[DATA SUPPLIED]
----

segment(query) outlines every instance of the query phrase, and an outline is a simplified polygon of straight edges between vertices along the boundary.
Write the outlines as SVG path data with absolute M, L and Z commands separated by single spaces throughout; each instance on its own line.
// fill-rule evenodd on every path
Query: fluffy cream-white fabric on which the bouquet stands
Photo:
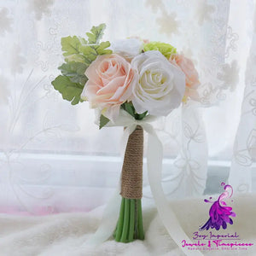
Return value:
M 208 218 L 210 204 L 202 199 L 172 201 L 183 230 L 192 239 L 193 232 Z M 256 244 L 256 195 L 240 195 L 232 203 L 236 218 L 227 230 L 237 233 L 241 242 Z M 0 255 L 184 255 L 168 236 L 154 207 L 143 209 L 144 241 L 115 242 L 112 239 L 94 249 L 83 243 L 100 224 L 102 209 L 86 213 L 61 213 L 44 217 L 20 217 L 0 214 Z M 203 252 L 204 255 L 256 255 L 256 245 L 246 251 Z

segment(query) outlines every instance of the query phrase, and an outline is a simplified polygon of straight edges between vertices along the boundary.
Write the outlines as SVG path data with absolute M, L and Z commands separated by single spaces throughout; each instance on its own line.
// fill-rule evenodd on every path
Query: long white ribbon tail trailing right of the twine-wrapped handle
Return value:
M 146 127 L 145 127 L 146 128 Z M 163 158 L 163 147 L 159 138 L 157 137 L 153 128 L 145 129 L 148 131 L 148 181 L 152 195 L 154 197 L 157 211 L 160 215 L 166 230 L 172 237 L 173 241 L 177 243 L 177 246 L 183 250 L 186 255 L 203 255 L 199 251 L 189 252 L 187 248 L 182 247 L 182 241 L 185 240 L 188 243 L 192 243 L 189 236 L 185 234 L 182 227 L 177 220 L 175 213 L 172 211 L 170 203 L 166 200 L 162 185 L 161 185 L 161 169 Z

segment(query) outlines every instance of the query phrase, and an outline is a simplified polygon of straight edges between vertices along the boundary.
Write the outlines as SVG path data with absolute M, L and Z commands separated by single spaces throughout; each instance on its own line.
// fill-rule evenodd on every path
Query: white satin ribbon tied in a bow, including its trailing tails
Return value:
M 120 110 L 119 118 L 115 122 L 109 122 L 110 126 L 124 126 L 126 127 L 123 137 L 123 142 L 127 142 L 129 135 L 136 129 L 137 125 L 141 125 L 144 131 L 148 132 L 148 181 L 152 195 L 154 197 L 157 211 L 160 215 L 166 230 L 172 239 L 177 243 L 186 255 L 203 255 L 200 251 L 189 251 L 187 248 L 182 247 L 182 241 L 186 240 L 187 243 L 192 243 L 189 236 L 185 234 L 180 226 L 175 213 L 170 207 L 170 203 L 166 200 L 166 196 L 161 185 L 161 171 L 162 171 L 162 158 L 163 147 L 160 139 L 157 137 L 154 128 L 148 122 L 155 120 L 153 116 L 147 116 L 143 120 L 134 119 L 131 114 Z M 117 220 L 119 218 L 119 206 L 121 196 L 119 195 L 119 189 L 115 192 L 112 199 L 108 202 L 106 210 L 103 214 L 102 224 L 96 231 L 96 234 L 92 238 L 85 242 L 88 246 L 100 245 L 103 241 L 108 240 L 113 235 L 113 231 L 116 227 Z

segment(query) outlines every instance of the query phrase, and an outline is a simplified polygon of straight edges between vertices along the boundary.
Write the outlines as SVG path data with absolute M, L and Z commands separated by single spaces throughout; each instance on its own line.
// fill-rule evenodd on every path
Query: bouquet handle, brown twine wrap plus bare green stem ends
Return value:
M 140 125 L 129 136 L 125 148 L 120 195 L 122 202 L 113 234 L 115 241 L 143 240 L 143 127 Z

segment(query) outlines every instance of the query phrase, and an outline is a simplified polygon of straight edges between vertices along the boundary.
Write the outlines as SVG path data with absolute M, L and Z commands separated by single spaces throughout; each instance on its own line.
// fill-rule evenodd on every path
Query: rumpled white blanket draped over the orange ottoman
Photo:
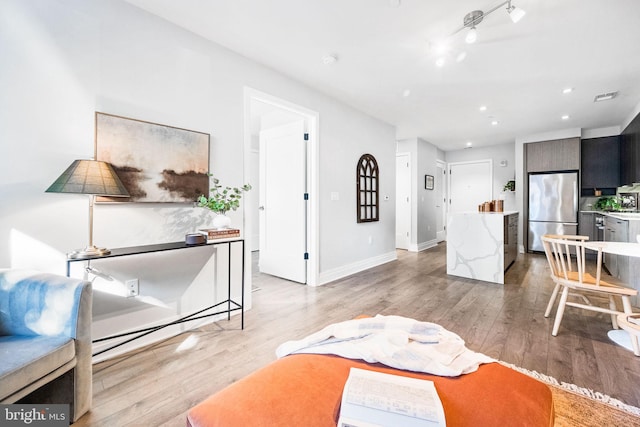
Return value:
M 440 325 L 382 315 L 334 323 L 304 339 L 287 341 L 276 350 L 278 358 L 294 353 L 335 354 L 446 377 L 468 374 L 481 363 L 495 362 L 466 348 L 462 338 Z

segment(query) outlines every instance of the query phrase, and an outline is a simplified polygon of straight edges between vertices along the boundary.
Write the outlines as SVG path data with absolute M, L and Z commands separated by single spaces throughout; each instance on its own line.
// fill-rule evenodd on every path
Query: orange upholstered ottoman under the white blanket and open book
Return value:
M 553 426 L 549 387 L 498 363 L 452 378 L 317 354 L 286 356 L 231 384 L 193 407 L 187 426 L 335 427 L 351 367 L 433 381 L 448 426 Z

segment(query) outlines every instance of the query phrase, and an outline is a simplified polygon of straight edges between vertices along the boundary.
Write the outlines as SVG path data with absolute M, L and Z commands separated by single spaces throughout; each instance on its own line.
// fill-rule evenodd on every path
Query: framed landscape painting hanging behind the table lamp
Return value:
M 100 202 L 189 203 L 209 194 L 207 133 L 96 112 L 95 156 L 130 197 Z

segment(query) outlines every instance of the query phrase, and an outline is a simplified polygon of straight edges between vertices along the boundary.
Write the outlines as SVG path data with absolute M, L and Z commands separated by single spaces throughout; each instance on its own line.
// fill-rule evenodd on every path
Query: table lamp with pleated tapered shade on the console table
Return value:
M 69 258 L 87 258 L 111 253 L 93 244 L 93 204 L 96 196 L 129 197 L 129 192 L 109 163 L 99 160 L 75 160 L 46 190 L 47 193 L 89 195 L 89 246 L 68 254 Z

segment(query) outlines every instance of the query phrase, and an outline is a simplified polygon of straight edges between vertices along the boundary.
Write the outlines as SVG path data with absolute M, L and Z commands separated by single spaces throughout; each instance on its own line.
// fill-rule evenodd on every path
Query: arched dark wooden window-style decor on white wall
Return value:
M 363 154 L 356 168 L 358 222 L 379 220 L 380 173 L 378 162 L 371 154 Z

----

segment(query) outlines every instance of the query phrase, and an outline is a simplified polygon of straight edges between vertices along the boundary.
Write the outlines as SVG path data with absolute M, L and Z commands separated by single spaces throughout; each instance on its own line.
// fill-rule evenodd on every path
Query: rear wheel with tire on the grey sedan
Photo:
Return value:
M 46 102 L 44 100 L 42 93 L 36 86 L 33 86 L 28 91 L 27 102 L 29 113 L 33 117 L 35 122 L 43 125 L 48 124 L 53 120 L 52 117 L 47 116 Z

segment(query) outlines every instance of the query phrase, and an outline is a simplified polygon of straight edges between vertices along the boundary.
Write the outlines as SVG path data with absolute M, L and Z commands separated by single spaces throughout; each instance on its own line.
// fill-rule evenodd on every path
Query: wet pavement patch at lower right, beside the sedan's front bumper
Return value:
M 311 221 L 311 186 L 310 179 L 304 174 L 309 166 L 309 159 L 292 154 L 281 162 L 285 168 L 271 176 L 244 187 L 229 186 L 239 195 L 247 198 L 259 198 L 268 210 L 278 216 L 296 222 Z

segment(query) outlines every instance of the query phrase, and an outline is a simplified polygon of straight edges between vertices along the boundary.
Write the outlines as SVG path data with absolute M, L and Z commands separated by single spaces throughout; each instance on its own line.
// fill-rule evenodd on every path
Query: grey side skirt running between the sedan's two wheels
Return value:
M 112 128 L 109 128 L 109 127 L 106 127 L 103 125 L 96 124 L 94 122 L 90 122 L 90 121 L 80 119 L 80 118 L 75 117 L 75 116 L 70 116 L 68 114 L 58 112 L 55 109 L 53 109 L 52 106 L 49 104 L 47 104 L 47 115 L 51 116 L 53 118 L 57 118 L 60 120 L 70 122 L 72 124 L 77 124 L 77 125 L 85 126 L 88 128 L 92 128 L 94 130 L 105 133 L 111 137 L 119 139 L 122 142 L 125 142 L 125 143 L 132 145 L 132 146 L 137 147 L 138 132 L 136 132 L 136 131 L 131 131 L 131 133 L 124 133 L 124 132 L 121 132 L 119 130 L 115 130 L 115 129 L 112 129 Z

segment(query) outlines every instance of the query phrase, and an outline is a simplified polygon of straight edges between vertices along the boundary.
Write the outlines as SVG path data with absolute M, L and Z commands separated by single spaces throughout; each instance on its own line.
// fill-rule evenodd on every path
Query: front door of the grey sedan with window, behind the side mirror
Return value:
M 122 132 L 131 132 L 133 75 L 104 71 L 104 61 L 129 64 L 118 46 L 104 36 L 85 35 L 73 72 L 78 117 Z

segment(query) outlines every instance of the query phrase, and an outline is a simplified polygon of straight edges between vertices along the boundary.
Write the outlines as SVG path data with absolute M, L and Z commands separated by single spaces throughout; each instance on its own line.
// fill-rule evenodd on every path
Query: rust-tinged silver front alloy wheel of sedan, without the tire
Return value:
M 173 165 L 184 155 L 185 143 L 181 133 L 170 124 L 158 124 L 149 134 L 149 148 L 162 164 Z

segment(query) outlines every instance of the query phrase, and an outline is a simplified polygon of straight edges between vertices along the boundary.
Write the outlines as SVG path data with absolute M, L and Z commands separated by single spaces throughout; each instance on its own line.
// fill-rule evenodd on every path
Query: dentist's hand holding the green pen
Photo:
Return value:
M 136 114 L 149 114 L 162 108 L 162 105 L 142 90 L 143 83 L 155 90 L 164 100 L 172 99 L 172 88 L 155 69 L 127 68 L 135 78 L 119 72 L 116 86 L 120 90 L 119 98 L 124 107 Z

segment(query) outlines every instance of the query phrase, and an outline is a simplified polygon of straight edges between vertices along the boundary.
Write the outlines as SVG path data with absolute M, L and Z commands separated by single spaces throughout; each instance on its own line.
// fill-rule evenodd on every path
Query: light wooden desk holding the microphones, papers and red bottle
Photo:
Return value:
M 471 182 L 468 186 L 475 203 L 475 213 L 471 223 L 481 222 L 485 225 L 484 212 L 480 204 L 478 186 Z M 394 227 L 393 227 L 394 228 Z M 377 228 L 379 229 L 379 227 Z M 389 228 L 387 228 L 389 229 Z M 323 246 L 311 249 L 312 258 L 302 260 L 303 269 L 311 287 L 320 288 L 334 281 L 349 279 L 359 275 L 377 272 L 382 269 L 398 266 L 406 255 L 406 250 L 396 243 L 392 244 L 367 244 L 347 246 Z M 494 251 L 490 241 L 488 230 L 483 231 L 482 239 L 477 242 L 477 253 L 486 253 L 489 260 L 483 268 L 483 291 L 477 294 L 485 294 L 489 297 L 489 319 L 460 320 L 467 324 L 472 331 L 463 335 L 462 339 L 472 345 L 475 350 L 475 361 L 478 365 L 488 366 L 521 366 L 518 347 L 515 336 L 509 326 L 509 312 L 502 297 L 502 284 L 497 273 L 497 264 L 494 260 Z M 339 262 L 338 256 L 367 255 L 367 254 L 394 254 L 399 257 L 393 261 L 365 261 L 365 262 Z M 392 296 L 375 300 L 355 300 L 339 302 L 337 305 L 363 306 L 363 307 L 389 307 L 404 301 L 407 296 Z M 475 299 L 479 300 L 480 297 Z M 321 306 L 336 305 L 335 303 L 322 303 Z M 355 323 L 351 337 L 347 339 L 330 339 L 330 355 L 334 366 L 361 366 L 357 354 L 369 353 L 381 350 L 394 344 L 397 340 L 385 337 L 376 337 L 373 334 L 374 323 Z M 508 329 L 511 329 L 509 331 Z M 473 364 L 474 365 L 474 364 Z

----

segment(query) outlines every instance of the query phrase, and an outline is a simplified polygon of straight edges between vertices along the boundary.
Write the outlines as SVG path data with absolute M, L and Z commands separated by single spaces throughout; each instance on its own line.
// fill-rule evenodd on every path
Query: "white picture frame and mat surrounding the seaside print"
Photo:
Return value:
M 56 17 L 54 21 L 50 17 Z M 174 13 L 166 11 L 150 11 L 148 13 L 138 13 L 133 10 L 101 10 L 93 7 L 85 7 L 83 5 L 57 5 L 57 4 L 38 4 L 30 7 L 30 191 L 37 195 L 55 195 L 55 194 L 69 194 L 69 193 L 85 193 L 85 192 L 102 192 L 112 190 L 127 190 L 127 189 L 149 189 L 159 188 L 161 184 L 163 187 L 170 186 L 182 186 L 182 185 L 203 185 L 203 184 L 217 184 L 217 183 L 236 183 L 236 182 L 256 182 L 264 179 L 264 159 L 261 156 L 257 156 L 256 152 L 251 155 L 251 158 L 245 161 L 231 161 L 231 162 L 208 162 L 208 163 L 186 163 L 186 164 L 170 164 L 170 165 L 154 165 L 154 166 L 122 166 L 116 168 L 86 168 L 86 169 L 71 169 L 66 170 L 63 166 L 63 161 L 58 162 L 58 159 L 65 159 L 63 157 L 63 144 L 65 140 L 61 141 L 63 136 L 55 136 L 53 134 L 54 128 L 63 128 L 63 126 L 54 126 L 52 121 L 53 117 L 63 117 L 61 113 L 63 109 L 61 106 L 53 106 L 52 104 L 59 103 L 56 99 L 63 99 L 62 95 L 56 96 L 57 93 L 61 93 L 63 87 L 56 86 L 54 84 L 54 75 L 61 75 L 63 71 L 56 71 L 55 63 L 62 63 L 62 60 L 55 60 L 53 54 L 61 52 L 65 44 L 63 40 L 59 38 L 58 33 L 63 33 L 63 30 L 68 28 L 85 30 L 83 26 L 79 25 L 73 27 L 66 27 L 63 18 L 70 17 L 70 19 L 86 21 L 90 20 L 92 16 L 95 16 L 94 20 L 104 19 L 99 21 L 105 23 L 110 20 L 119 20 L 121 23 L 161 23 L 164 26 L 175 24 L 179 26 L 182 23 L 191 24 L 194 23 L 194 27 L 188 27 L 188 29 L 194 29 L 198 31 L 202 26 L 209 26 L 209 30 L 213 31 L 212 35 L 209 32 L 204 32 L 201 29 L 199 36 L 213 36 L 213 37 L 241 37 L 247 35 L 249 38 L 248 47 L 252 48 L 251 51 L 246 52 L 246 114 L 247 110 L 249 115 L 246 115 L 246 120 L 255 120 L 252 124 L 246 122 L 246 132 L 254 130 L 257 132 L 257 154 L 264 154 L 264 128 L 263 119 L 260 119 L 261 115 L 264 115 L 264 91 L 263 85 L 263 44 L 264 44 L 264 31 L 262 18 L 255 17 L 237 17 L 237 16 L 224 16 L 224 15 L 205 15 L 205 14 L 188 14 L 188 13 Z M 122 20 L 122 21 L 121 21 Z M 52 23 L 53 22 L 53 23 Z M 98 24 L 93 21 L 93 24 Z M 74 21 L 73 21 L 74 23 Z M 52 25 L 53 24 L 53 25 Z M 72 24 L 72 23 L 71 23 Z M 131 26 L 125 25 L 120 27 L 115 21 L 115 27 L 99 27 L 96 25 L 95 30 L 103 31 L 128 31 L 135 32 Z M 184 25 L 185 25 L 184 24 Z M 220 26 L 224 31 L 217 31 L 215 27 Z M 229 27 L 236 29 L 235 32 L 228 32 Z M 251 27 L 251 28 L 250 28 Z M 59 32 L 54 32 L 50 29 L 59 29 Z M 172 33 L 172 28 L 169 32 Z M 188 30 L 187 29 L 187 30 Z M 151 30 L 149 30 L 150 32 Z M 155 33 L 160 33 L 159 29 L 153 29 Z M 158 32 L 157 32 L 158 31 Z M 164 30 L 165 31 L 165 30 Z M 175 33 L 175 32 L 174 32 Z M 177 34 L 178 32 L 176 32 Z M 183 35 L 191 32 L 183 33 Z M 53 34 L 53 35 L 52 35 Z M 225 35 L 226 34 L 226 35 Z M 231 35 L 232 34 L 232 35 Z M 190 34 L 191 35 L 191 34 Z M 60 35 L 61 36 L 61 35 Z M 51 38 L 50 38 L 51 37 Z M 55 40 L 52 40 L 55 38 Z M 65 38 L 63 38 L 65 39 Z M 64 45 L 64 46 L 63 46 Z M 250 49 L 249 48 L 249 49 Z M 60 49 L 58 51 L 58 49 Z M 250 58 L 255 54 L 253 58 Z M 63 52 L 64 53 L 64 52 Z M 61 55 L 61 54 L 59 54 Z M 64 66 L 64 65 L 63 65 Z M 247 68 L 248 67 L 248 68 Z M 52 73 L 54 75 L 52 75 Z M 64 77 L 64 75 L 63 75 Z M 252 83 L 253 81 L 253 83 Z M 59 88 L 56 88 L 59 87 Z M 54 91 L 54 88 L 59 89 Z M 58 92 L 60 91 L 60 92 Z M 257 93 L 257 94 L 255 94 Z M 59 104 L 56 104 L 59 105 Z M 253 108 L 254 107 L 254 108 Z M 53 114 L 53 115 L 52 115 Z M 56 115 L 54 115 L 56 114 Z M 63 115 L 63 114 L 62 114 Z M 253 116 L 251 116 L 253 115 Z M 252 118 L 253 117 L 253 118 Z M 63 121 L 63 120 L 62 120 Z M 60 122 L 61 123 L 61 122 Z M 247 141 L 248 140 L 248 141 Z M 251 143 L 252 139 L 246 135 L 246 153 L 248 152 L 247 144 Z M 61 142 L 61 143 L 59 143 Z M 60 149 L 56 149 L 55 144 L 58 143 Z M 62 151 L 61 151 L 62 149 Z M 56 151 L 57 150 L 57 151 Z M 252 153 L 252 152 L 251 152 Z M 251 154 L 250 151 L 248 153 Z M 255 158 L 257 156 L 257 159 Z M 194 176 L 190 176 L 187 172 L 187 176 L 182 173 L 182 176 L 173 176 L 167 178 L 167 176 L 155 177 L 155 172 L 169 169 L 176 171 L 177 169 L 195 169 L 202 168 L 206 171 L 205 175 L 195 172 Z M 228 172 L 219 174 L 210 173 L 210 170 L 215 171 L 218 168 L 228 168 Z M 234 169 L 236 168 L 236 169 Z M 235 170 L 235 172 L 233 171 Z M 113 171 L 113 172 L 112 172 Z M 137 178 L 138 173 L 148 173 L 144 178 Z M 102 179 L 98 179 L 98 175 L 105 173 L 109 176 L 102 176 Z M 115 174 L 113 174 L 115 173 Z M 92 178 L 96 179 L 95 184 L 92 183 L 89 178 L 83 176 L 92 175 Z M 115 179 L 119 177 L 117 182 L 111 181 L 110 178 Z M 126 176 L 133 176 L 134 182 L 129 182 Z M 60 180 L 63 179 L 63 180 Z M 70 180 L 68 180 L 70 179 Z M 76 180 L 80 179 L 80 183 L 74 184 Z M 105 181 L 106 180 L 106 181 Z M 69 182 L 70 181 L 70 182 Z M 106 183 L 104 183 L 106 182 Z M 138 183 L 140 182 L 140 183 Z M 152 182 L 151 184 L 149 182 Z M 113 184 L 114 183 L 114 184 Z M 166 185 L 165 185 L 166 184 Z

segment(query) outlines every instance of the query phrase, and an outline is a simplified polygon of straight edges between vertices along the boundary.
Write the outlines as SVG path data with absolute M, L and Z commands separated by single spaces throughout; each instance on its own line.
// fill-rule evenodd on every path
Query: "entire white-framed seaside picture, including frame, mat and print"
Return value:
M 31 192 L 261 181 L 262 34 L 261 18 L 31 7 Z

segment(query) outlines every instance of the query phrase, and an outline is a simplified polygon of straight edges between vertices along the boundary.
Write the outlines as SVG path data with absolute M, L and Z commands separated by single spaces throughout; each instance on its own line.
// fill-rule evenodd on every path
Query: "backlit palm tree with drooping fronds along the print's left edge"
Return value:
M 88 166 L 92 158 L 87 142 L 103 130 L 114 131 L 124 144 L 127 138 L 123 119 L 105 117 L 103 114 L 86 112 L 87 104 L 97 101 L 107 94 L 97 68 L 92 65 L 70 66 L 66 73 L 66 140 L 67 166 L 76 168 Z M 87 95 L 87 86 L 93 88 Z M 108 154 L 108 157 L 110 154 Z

----

How many lines of the listing include the string "behind"? Give only the number.

[SOLUTION TO THIS PROBLEM]
2